■ Aim:
Transcribe everything in the material from the start down to the line containing "top-left (596, 135), bottom-right (655, 295)", with both of those lines included.

-------- Record extracts --------

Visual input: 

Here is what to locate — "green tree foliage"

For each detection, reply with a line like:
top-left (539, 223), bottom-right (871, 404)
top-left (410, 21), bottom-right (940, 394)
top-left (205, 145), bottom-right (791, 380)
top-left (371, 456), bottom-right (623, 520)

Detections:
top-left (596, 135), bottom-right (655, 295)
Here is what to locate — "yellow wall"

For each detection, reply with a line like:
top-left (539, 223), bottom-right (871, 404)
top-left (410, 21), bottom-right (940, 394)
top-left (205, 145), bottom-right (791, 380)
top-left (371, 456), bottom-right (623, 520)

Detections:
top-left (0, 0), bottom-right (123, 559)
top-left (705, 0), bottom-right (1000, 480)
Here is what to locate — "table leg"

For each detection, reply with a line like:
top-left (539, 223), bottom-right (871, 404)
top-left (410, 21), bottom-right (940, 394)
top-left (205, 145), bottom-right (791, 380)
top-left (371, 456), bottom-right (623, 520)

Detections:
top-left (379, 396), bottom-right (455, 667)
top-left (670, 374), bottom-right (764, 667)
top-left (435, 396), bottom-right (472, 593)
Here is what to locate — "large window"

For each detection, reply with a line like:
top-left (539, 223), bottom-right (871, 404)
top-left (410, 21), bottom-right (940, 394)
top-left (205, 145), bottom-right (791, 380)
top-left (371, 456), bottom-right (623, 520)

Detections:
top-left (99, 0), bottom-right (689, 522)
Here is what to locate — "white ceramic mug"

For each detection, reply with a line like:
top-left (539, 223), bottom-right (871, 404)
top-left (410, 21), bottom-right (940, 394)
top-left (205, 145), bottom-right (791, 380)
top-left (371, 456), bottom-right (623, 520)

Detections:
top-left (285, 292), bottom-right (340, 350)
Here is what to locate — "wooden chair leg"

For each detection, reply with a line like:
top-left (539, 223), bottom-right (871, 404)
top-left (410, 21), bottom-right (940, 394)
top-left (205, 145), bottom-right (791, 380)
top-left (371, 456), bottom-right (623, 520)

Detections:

--------

■ In response:
Visual input: 

Here is what to locate — "green tree foliage"

For each detection, reply with a line like:
top-left (539, 223), bottom-right (871, 404)
top-left (410, 21), bottom-right (940, 394)
top-left (205, 145), bottom-right (791, 380)
top-left (371, 456), bottom-right (623, 520)

Detections:
top-left (596, 135), bottom-right (655, 295)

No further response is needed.